*** Opening of MATERIAL PROVIDED ***

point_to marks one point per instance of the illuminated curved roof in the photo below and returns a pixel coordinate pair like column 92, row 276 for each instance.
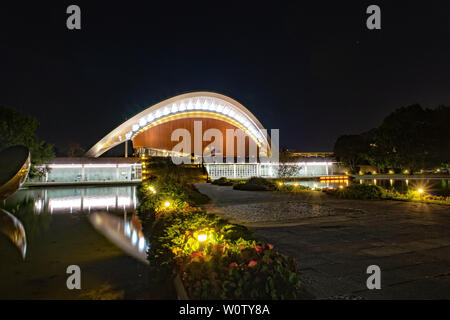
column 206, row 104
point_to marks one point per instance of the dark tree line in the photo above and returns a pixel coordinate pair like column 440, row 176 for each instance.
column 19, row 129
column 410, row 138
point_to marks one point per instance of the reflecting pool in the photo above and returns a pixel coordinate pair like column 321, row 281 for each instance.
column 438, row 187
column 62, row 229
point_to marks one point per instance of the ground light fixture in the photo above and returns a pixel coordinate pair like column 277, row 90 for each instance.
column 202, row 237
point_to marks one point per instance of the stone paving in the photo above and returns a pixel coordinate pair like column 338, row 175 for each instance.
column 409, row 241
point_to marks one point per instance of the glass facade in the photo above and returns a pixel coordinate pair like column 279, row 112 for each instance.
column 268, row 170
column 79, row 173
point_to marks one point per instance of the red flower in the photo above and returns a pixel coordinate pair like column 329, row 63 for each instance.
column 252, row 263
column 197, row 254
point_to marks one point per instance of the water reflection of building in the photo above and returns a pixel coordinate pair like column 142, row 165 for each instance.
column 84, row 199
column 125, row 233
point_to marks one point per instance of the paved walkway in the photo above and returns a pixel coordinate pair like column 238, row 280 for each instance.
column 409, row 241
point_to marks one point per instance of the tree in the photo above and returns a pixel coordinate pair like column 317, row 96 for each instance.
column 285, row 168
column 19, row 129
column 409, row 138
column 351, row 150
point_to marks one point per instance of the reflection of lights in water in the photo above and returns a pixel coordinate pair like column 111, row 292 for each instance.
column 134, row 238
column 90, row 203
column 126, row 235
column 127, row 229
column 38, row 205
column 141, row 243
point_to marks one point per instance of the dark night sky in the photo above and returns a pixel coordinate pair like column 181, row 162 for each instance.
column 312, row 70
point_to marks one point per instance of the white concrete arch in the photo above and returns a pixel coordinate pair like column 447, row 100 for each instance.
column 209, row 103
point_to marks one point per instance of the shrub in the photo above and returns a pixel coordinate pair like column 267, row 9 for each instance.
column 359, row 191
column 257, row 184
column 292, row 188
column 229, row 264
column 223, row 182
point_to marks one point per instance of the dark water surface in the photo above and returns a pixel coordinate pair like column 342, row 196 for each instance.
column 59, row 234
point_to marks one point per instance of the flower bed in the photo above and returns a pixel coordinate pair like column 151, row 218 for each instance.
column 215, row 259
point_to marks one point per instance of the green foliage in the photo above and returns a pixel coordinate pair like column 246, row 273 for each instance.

*** Close of MATERIAL PROVIDED ***

• [TASK DETAILS]: The reply must consist of the complete listing, reproduced exactly, with no images.

• [REPLY]:
point_to marks one point per instance of the illuminated curved roof in the photo below and returns a pixel coordinate pair like column 92, row 276 for each instance.
column 206, row 104
point_to marks one point per instance of the dark tree line in the photo above and returns a pixel coordinate pair like column 440, row 176 for each instance.
column 19, row 129
column 410, row 138
point_to marks one point per instance of the reflecting pool in the photo above and returns a pixel coordinate pair like column 321, row 281 for each instance.
column 438, row 187
column 62, row 229
point_to marks one point per instance of the ground light fixture in the photo above and returns a pixel coordinate pair like column 277, row 90 for each instance.
column 202, row 237
point_to marks one point per instance of the stone paving in the photo above and returns a pixel coordinate pair like column 338, row 175 for each instance.
column 409, row 241
point_to marks one point per instance of the glass facade in the photo above and returns a pixel coordinate pair like column 279, row 112 for each instance.
column 268, row 170
column 79, row 173
point_to marks one point per instance of the red flower in the photo above and returns a pixel coordinate pair like column 329, row 63 for each instance.
column 252, row 263
column 197, row 254
point_to marks one point per instance of the water reflection of building in the photo above and returns a pixel coordinate pair like column 142, row 165 for each instance.
column 84, row 199
column 125, row 233
point_to marks one point per instance of the paved walkway in the photo above and returns a pixel coordinate pair like column 238, row 280 for each instance.
column 409, row 241
point_to marks one point per instance of the tree in the photo above and returns a pixel coordinate pair like column 317, row 96 for each instance.
column 285, row 168
column 19, row 129
column 409, row 138
column 351, row 150
point_to marks one point per instance of the reflection of lights in water in the photo above and returns a pixel coordinate pair like column 111, row 292 for each instance.
column 134, row 238
column 90, row 203
column 126, row 235
column 127, row 229
column 38, row 205
column 141, row 243
point_to marks one point per instance of the dark night sky in the photo above and returns a pixel coordinate pair like column 181, row 162 for each instance.
column 312, row 70
point_to marks one point per instance of the white concrete arch in the photo above and returns a pixel coordinate pair like column 447, row 100 for each instance.
column 209, row 103
point_to marks one point per instance of the shrub in the photo above and returns a pixel coordinate pair like column 267, row 9 for each instance.
column 359, row 191
column 257, row 184
column 292, row 188
column 229, row 264
column 223, row 182
point_to marks one point per instance of the dark water surface in the photo above and returns a pixel coordinate pair like column 342, row 196 for each instance.
column 59, row 234
point_to marks one point per instance of the flower bed in the photo above and returns a pixel coordinate pair like column 151, row 218 for each instance.
column 215, row 259
point_to marks one point per instance of the green foliage in the photo above and returns a pixel coordinate pair like column 246, row 273 for each instance.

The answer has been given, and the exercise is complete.